*** Opening PROVIDED RECORDS ***

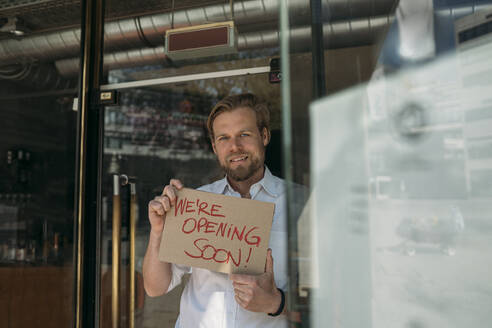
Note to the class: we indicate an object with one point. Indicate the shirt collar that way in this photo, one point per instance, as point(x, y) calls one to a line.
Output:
point(267, 182)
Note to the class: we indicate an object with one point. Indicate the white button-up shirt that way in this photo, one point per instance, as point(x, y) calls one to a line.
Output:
point(208, 298)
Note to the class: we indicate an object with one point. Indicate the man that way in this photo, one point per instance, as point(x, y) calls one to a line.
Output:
point(238, 128)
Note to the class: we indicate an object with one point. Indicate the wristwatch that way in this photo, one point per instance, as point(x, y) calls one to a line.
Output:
point(282, 304)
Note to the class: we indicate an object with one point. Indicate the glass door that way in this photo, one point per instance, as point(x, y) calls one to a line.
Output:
point(154, 134)
point(37, 162)
point(156, 131)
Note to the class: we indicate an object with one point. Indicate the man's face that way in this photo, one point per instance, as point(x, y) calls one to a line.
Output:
point(238, 144)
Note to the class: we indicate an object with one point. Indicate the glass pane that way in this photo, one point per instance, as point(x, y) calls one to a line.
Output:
point(395, 232)
point(157, 131)
point(37, 162)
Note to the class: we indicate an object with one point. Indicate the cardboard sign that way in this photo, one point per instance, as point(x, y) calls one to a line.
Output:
point(217, 232)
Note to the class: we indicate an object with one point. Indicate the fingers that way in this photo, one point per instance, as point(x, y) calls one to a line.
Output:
point(269, 262)
point(242, 278)
point(157, 207)
point(171, 189)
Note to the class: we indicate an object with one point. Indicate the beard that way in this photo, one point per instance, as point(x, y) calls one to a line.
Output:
point(243, 173)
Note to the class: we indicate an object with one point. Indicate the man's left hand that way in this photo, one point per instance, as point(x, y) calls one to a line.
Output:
point(257, 293)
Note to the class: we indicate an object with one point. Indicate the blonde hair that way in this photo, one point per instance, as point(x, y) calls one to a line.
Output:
point(247, 100)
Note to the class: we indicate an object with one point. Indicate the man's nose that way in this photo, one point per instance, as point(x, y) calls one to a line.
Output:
point(235, 144)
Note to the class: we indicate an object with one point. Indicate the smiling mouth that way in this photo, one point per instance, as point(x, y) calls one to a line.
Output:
point(238, 159)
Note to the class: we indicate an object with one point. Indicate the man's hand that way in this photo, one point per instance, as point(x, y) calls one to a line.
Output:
point(257, 293)
point(161, 204)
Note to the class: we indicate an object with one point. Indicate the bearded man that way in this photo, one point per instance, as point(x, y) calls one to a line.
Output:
point(238, 128)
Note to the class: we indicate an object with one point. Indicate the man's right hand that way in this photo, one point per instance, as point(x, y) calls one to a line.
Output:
point(161, 204)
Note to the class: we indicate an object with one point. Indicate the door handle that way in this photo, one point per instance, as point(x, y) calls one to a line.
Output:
point(116, 255)
point(132, 224)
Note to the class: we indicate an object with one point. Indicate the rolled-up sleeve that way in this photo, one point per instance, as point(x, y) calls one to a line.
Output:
point(178, 272)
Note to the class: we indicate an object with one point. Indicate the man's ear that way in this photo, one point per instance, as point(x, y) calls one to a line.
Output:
point(266, 136)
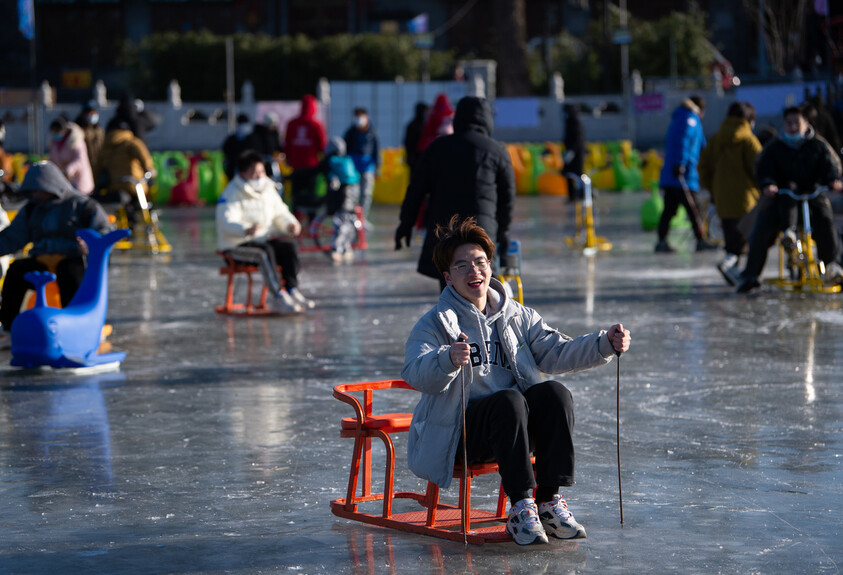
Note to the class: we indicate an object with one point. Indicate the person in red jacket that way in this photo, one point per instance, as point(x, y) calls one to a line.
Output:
point(439, 122)
point(304, 143)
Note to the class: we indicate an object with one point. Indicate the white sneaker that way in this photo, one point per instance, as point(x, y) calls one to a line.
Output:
point(523, 523)
point(303, 301)
point(284, 304)
point(558, 521)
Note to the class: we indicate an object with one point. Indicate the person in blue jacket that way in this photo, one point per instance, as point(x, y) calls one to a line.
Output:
point(679, 177)
point(361, 143)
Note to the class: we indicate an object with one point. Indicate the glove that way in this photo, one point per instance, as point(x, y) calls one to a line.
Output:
point(403, 233)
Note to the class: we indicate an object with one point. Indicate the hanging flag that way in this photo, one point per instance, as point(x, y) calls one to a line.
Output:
point(26, 19)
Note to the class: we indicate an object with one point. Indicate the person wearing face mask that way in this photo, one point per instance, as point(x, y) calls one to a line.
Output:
point(727, 170)
point(801, 160)
point(88, 119)
point(235, 144)
point(69, 152)
point(362, 147)
point(250, 216)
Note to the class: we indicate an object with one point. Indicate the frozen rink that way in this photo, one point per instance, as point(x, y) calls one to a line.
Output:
point(216, 447)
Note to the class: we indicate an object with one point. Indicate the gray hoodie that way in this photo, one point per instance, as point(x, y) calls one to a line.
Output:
point(528, 348)
point(51, 226)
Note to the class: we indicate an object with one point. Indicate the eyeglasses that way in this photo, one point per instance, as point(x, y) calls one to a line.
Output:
point(463, 267)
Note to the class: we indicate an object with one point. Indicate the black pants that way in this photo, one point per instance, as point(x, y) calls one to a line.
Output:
point(780, 213)
point(673, 198)
point(508, 425)
point(735, 240)
point(69, 274)
point(275, 253)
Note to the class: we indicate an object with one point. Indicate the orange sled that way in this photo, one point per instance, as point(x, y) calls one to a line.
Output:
point(434, 518)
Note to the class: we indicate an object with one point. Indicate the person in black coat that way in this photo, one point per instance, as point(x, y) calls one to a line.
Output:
point(412, 135)
point(466, 173)
point(801, 160)
point(574, 150)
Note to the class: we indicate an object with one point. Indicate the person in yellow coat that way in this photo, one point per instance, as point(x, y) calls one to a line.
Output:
point(727, 170)
point(123, 155)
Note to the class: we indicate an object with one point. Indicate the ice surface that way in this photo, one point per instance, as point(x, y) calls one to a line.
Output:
point(216, 447)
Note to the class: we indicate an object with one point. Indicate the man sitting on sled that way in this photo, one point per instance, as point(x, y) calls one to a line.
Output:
point(511, 410)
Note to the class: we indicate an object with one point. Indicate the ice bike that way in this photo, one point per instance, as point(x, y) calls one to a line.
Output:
point(799, 268)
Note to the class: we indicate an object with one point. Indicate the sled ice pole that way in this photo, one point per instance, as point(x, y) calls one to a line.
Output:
point(692, 203)
point(464, 484)
point(618, 423)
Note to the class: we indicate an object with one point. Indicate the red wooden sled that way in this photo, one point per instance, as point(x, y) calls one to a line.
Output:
point(230, 270)
point(434, 518)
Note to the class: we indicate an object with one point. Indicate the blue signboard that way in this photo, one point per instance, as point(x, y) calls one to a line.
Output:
point(26, 19)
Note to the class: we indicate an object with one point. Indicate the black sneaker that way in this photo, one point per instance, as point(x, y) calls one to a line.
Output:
point(663, 248)
point(748, 285)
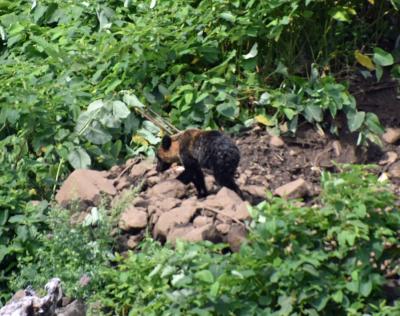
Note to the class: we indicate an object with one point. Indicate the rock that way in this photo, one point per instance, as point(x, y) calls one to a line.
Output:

*** Closing PROVIDED RECORDS ***

**INSTRUCTIONS FOR THE TASK:**
The reply should contain all of the data above, word for word, with no pictures.

**ANSWER TO THIS PROBLEM:**
Note to the class: we indicate an object with one point. Indicate the shirt collar that way in this photo, one point per instance, as point(x, y) calls one to a line.
Output:
point(267, 182)
Note to the class: we indicate an object with one point. Indicate the white button-up shirt that way in this photo, one point per instance, as point(x, y) calls one to a line.
Output:
point(208, 298)
Note to the class: we indicate an object with one point. Indicate the man that way in this photo, one point per instance, as point(x, y) calls one to a line.
Output:
point(238, 128)
Note to the class: we indicate an object with one point. Indicate the wristwatch that way in this photo, one point per instance, as point(x, y) calls one to a line.
Output:
point(282, 304)
Note to the class: we indicate an object with one point. Indicate the glass door that way in this photo, one point per instance, as point(x, y) calls one to a line.
Output:
point(154, 134)
point(37, 162)
point(156, 131)
Note to the class: we indicate an object with one point. Indicate the man's face that way in this photo, one point per instance, as point(x, y) calls one to a line.
Output:
point(238, 144)
Note to the class: we indicate an object with one point. Indicate the glass pane that way in this photo, one point per instance, as point(x, y) calls one to a line.
Output:
point(395, 232)
point(157, 131)
point(37, 162)
Note to the class: we indicate an object with one point. Indicate the cardboard sign that way in this photo, one point per instance, as point(x, y) calls one to a line.
Output:
point(217, 232)
Note to the class: we indicate an object with one point. Indicate the fingers that way in this photo, one point per instance, as point(x, y) calls one to a line.
Output:
point(269, 262)
point(242, 278)
point(157, 207)
point(171, 189)
Note to the class: we indicate an object with one point. Indicate the beard that way in this photo, one point per instance, as point(x, y) calls one to a line.
Output:
point(243, 173)
Note to the class: we indicate an object with one point. Indicate the man's left hand that way in this photo, one point per instance, as point(x, y) calls one to a line.
Output:
point(257, 293)
Note to the class: we indicate an object with one point. Indicate the blonde hair that way in this photo, one point per instance, as point(x, y) calls one to a line.
Output:
point(247, 100)
Note to the class: we indicate an object with one point. Indicate the man's nose that way in this photo, one point per instance, as point(x, y) calls one to a line.
Output:
point(235, 144)
Note to the class: we indicate an object with one point. Indicate the smiling mouth that way in this photo, one point per instance, as point(x, y) calls one to a line.
Output:
point(238, 159)
Note to the class: we indicate an object with one point. Indicate the man's hand that way in this photo, one point per instance, as point(x, y) calls one to a line.
Output:
point(257, 293)
point(161, 204)
Note to the class: we indicate an object with one point. Indicate the bearded man that way in this photo, one point per instance, as point(x, y) calls one to a line.
Output:
point(238, 128)
Note to the class: we indicate an object with one point. Indicate the man's right hand that way in this photo, one point per instance, as point(x, y) calls one to a line.
Output:
point(161, 204)
Note to the class: we indicate an object with one point. Indicate the door handle that way in this photo, one point per instance, as point(x, y) calls one to a line.
Output:
point(116, 255)
point(132, 224)
Note to the class: we indicate an object with one point. Indicate the rolled-up sleeve that way in this photo, one point per instance, as point(x, y) calls one to a line.
Output:
point(178, 272)
Note to the class: we indicate an object with one point. Indicate the man's ear that way in this photo, one point per instance, as point(x, y) calls one to a line.
Output:
point(266, 136)
Note to the class: we indicate an object with one point. Indicate the person in red jacket that way in this photo, one point per instance, as point(x, y) calls one to a line.
Output:
point(439, 122)
point(304, 143)
Note to the class: we indicate an object with one point. Indicate the white sneaker that way in this photo, one point per instance, as point(x, y) calls one to a line.
Output:
point(523, 523)
point(303, 301)
point(284, 304)
point(558, 521)
Note to the class: we indicate an object with one point. Indicate the person in blue jacket that way in this photo, one point per instance, as point(x, y) calls one to a line.
Output:
point(679, 177)
point(361, 143)
Note to the class: we indicate an object with one point. Indicate the glove that way in this photo, one point per instance, as point(x, y) calls one to a line.
Output:
point(403, 233)
Note to the class: we indicate an object with one point. Indicate the hanging flag that way in this photo, one point per instance, as point(x, y) calls one to a line.
Output:
point(26, 19)
Note to the class: we indicate an object with one point. Indicate the person wearing face mask that way in this photo, one point per instance, as point(x, y) calls one to a line.
Output:
point(727, 170)
point(801, 160)
point(88, 119)
point(235, 144)
point(69, 152)
point(362, 147)
point(250, 216)
Note to the class: we indicate an object with one point. Indicate the frozen rink that way in this photo, one point per instance, as point(x, y) calls one to a line.
Output:
point(216, 447)
Note to the class: we indicate an object with one point. Indicate the gray hoodie that way in this photo, one point per instance, as point(x, y) calls one to a line.
Output:
point(528, 348)
point(51, 226)
Note to the class: we indicate an object with one point. Indicate the eyeglasses that way in this photo, one point per instance, as point(x, y) calls one to a line.
Output:
point(463, 267)
Note to the class: we indicate an object with one point. Indicate the black pants that way in this photo, one point per instance, as point(x, y) calls one to a line.
Output:
point(780, 213)
point(673, 198)
point(508, 425)
point(735, 240)
point(69, 274)
point(275, 253)
Note to the class: we indicate an object with one point. Indicate the orange sled that way in this photo, one point per instance, as point(x, y) calls one to a line.
Output:
point(434, 518)
Note to the class: we indicate an object with one point. Indicate the person in black coat that way in this photo, one point per instance, as point(x, y) calls one to a line.
Output:
point(412, 135)
point(466, 173)
point(801, 160)
point(574, 150)
Note to the class: we indicate an object with one point. Indicate the person in yellow coat that way in this photo, one point per instance, as point(x, y) calls one to a line.
Output:
point(727, 170)
point(123, 155)
Note to the class: we indicate an object with one point. Indicate the ice surface that way in this photo, one point per instance, as point(x, y) calls one to a line.
Output:
point(216, 447)
Note to the class: we indicate an object with one point. Indicate the man sitting on sled that way in this photo, one point per instance, as point(x, y) calls one to a line.
Output:
point(511, 410)
Note to the class: we indicate an object with one point. Indicate the ice bike that way in this photo, one point per instance, as point(x, y) calls one to a line.
Output:
point(799, 268)
Note to the class: we indicate an object with one point. Indicate the sled ice pole that way in this photo, one point per instance, as point(x, y) calls one to a line.
Output:
point(692, 203)
point(464, 484)
point(618, 423)
Note to the class: we indicate an object with one point. Indicate the red wooden sled that way in this photo, one point per instance, as point(x, y) calls one to a line.
Output:
point(230, 270)
point(434, 518)
Note to the class: we indicate an object with one point. Indicate the blue signboard that way in this photo, one point per instance, as point(x, y) calls one to a line.
Output:
point(26, 19)
Note to the class: we indicate an object with one point. Indicate the black sneaker that way in this photo, one point per instance, as point(x, y) calls one to a line.
Output:
point(663, 248)
point(748, 285)
Note to the class: we indicate an object with one point. Indicate the rock that way in this photo, one point per instance, as point(x, y) calls one to a line.
Output:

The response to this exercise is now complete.